Exercise aim
Using the entries below, return word for word the lines from the one containing "The component shall return one point per instance of the shop" up to and including the last.

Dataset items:

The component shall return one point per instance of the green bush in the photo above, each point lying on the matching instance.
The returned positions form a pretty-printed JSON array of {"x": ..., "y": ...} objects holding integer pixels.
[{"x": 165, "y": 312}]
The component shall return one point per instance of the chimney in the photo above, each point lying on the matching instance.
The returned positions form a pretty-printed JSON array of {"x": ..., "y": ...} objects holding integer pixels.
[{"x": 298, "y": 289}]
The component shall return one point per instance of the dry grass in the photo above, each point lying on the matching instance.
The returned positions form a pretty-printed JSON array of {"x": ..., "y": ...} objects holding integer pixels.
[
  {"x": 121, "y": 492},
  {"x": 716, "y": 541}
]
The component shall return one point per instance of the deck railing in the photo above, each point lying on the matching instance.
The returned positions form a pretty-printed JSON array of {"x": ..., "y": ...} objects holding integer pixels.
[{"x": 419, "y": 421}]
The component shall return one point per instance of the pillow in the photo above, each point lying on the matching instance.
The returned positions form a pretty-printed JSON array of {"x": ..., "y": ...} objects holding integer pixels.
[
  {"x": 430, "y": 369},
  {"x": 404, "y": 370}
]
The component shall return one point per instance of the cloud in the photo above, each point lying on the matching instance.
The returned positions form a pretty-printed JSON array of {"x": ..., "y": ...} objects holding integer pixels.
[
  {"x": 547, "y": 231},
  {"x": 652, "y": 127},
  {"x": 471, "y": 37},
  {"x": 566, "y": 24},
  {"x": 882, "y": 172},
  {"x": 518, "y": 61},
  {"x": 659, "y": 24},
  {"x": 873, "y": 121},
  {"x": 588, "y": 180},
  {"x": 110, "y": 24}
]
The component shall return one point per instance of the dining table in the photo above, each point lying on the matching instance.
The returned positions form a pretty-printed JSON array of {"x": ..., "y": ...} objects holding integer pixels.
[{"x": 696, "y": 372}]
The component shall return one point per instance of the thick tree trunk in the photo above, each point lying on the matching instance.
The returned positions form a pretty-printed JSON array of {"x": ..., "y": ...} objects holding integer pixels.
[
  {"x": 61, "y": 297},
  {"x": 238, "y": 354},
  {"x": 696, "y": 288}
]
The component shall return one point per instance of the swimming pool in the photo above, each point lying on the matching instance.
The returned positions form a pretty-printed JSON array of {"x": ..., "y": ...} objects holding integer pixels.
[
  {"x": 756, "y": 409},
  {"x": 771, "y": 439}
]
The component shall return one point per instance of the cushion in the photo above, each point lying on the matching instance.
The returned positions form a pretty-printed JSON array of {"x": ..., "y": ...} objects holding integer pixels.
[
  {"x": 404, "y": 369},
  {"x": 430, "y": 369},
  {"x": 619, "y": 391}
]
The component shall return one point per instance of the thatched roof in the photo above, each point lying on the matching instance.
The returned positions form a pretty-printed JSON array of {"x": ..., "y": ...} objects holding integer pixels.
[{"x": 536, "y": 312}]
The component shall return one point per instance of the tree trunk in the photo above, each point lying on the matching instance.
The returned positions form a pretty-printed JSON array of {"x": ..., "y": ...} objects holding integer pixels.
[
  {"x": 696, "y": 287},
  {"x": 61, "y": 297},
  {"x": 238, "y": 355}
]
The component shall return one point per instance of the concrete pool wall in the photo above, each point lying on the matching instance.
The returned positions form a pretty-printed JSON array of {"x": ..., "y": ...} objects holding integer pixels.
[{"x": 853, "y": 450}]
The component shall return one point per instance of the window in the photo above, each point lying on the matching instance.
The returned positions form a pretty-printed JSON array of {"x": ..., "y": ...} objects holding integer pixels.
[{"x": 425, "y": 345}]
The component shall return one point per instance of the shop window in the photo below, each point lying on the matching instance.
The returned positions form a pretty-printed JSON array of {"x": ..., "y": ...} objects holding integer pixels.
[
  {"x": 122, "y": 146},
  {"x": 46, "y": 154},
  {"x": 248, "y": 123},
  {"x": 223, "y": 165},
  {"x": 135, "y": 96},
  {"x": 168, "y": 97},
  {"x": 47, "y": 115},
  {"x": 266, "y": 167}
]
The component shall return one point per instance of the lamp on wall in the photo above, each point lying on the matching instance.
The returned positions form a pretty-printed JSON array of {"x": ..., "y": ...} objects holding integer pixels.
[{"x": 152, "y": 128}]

Complete output
The component shall return one point per instance of the shop window in the photo below, each point lying on the matching instance.
The returned positions form a pretty-printed JSON array of {"x": ..., "y": ...} objects holding integer pixels.
[
  {"x": 122, "y": 146},
  {"x": 46, "y": 154},
  {"x": 248, "y": 123},
  {"x": 223, "y": 165},
  {"x": 135, "y": 96},
  {"x": 168, "y": 97},
  {"x": 47, "y": 115},
  {"x": 266, "y": 167}
]
The component shall return one point per instance of the lamp on wall in the photo above, each point lying on the matching instance.
The returned positions form a pretty-printed JSON array of {"x": ..., "y": ...} objects holding integer pixels.
[{"x": 152, "y": 128}]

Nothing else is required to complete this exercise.